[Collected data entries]
• • • • • • •

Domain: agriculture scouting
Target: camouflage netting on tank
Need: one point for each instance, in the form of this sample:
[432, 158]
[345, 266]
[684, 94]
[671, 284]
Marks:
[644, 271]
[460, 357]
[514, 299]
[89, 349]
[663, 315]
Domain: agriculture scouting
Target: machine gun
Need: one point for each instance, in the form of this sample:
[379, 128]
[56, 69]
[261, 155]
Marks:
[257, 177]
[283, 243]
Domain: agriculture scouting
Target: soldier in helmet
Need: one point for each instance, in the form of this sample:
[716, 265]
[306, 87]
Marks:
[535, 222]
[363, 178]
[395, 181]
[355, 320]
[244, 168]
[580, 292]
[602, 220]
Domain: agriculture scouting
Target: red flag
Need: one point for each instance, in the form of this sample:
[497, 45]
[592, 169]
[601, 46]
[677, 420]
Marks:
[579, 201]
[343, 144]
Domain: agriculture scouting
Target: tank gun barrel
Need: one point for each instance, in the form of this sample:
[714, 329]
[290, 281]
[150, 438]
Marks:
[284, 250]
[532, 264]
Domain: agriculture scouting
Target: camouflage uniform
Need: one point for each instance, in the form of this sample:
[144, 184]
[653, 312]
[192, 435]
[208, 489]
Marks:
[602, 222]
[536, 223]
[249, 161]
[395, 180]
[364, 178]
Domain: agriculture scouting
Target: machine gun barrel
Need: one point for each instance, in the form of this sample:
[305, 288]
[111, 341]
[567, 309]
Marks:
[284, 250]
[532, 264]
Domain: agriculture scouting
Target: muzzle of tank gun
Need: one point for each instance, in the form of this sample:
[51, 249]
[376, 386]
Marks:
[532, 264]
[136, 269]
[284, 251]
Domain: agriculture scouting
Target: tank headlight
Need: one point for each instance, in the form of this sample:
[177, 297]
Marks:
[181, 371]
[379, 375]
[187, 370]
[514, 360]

• • • • • • •

Request ::
Copy the material above, line for line.

Exercise output ::
Domain: agriculture scouting
Target: camouflage netting on tank
Need: one point for each instance, in the form of this sample:
[432, 158]
[345, 266]
[684, 94]
[671, 284]
Marks:
[644, 271]
[460, 357]
[514, 299]
[89, 349]
[663, 315]
Domain: agriculture scouting
Target: machine gun
Need: one point for each instance, in the form of this sample:
[379, 128]
[56, 69]
[261, 155]
Marks:
[257, 177]
[283, 243]
Domain: agriculture scouting
Target: soldier in helmet
Need: one point for each instance, in the form of this sample:
[716, 265]
[306, 87]
Marks:
[535, 222]
[363, 178]
[395, 181]
[355, 320]
[244, 168]
[580, 292]
[602, 220]
Domain: agriculture scouting
Target: red flag
Need: one point for each instance, in the form of this sample:
[497, 45]
[592, 169]
[601, 46]
[677, 420]
Marks:
[579, 201]
[343, 144]
Domain: agriculture scouting
Target: tank gun barrel
Need: one point for each instance, in the form of this sample:
[714, 329]
[290, 281]
[150, 438]
Marks:
[284, 250]
[532, 264]
Domain: agriculture scouting
Target: camouflage uniform
Need: one point for each instance, in the form of this sample:
[144, 184]
[653, 312]
[192, 435]
[208, 489]
Marks:
[602, 222]
[536, 223]
[249, 161]
[395, 180]
[364, 178]
Domain: agriculture scouting
Target: machine gun barrel
Need: one point for each instance, in the form of this sample:
[305, 288]
[111, 341]
[567, 309]
Marks:
[284, 250]
[532, 264]
Domain: agriculture scouting
Target: muzzle of tank gun
Need: one point for each instance, in the form of this sample:
[51, 249]
[376, 386]
Marks:
[532, 264]
[136, 269]
[284, 251]
Domain: agriculture scouting
Target: tank headlight
Need: one point for each instance, in the form of this sample:
[177, 297]
Marks:
[181, 371]
[379, 375]
[187, 370]
[514, 360]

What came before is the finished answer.